Published Wednesday, July 7, 1999, in the Miami Herald

Echos of suffering

Liz Balmazeda

The exiled poet Maria Elena Cruz Varela heard a hauntingly familiar echo one day last week. It resounded from a place she had never visited, a tiny apartment on a nondescript street in her native Cuba. Was this the echo of her own desperate scream?

She shuddered at the thought, straightened her shoulders and went on with her speech before a foundation in Madrid. She had been invited to host a human rights award ceremony honoring the Group of Four, the celebrated dissidents jailed in Cuba since July 1997 for publishing a critical manifesto titled The Homeland Belongs to Us All.

For Cruz Varela, who now lives and writes in Spain, the ceremony carried the unintentional feeling of a game show. And it would be her poor fellow dissidents, in absentia, who would take that year's consolation prize.

``I don't want to be here four years from now,'' Cruz Varela resolved that day, ``accepting honors for the political prisoners du jour.''

And then the echo grew louder. Across the sea, she detected its source: a 1940s building at 34 Tamarindo St. in the Havana barrio of Santos Suarez. Huddled in the narrow apartment were five men and one woman, waging a 40-day liquid fast, one for each year Castro has been in power.

Cruz Varela didn't know them, but she could trace her own struggle in the sporadic wire reports coming out of Havana. These activists were running great risks, even though their demands are humble: freedom for political prisoners, respect for human rights.

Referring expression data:
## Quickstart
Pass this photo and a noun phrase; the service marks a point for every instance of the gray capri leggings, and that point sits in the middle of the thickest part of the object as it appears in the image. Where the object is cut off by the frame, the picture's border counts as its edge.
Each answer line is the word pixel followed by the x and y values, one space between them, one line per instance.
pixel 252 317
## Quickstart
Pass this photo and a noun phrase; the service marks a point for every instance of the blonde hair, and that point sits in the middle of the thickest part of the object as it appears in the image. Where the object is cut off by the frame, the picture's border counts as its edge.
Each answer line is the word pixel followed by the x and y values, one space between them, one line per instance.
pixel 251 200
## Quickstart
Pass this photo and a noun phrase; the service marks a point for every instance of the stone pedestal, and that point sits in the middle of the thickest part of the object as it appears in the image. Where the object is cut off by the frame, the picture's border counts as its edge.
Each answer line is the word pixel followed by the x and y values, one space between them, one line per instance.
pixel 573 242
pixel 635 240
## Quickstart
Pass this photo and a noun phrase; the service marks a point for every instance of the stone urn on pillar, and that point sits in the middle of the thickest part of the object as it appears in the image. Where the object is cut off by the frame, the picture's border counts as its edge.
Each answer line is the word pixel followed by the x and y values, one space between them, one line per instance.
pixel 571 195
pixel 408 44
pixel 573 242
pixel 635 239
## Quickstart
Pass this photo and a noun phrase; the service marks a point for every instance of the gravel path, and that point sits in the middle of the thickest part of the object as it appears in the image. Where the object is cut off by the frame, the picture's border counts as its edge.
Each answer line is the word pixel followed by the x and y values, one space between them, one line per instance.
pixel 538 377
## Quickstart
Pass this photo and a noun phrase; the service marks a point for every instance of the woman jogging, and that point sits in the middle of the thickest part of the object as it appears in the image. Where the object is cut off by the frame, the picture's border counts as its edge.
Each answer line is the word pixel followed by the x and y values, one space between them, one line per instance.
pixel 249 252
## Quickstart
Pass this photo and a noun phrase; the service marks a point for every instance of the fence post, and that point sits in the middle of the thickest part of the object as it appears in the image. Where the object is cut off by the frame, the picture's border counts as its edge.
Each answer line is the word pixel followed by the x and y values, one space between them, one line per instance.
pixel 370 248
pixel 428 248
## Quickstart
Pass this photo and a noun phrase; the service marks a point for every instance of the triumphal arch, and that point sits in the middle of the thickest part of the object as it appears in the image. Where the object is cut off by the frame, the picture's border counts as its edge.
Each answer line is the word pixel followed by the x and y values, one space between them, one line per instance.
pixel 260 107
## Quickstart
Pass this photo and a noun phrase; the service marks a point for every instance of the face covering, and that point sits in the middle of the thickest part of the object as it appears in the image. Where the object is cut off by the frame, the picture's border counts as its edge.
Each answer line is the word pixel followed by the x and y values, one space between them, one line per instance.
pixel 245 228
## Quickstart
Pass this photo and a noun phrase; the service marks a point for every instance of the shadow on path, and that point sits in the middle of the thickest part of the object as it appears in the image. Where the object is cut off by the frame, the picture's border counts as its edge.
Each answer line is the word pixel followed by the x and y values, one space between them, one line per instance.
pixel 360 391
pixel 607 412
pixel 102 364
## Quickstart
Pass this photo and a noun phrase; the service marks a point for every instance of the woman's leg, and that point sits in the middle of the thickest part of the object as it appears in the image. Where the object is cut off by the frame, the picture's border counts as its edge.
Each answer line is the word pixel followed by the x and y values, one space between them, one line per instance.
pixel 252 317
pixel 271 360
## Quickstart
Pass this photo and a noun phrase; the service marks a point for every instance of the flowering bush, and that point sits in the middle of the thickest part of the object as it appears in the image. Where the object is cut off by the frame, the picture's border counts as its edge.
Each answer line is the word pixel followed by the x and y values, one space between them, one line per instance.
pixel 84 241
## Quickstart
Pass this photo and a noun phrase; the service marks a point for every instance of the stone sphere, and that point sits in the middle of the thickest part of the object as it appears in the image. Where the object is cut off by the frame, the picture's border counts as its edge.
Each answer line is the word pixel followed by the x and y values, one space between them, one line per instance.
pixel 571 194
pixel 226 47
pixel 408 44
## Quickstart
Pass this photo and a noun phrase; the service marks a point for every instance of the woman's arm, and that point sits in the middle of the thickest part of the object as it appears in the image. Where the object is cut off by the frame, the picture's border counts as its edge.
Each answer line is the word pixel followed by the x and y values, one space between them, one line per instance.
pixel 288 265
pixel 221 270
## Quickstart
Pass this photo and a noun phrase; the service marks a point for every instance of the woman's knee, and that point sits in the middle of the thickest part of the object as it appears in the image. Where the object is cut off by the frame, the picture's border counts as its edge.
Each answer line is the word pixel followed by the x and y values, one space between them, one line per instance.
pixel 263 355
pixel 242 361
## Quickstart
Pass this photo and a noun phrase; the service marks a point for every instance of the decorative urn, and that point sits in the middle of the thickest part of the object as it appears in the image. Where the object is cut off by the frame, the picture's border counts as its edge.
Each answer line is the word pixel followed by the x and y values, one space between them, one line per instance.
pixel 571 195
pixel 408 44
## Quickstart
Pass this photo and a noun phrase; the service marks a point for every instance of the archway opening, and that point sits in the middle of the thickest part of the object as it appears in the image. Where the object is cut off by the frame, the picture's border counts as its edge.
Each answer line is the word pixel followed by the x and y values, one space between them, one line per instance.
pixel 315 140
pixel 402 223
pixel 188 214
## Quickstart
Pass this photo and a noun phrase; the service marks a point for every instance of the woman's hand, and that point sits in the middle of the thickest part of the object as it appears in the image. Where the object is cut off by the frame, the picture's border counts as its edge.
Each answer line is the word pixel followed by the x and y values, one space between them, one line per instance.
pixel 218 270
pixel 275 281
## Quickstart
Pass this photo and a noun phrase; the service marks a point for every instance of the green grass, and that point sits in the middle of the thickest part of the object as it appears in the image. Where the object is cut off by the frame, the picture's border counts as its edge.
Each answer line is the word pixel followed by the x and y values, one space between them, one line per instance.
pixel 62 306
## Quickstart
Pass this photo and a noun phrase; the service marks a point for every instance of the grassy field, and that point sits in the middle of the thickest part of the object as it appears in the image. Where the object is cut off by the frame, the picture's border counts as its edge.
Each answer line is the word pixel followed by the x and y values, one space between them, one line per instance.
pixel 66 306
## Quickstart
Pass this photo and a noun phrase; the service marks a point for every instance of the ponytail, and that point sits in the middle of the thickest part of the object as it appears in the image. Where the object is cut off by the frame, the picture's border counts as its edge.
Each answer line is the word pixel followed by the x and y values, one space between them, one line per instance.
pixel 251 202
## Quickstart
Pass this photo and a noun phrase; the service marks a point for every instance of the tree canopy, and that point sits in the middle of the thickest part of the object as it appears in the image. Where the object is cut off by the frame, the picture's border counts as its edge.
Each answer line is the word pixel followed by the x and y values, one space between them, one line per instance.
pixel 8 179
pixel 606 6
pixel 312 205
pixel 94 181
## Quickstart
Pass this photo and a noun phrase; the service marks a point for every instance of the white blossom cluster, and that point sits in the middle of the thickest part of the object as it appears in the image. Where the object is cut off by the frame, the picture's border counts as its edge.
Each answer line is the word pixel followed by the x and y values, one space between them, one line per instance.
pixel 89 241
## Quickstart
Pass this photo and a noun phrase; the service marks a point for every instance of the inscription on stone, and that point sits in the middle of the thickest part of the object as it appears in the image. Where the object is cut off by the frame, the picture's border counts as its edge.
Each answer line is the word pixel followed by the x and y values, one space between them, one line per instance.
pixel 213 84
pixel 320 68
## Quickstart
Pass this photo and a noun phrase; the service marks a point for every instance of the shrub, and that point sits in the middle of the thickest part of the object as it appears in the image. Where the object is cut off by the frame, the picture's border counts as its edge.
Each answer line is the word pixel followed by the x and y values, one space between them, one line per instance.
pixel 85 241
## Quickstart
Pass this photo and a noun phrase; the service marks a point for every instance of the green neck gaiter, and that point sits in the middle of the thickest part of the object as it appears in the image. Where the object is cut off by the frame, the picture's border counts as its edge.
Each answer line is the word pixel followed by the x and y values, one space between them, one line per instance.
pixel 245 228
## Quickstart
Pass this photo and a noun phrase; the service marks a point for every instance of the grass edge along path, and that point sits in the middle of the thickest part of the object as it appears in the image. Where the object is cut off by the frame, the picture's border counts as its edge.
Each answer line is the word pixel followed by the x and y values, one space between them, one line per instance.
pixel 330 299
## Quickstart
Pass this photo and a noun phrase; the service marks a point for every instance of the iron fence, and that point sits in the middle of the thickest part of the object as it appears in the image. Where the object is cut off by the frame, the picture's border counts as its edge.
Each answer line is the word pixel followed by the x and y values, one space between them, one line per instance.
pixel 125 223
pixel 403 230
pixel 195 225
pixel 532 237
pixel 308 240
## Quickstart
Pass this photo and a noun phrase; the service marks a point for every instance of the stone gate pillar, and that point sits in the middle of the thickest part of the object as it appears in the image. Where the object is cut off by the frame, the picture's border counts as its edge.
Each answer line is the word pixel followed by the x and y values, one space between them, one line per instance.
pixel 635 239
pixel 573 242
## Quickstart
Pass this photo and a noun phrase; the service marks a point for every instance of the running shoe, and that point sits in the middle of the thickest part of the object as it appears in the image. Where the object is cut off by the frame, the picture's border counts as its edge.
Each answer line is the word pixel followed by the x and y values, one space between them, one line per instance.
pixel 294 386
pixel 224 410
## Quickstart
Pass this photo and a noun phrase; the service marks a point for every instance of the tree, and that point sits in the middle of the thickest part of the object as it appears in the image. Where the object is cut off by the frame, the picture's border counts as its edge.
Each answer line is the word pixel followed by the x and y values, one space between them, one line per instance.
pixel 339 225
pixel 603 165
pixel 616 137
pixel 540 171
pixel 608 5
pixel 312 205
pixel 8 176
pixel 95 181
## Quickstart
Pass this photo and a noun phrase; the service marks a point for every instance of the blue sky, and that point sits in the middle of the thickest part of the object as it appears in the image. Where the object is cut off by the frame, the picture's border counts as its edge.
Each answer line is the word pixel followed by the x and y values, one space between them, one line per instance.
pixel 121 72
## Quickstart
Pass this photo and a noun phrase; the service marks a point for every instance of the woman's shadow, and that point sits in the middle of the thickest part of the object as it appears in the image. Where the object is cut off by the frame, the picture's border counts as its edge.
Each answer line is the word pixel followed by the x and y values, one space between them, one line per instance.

**Instructions to follow:**
Copy the passage of the column from "And then the" up to and including "been in power.", changing "narrow" to "cramped".

**Task output:**
And then the echo grew louder. Across the sea, she detected its source: a 1940s building at 34 Tamarindo St. in the Havana barrio of Santos Suarez. Huddled in the cramped apartment were five men and one woman, waging a 40-day liquid fast, one for each year Castro has been in power.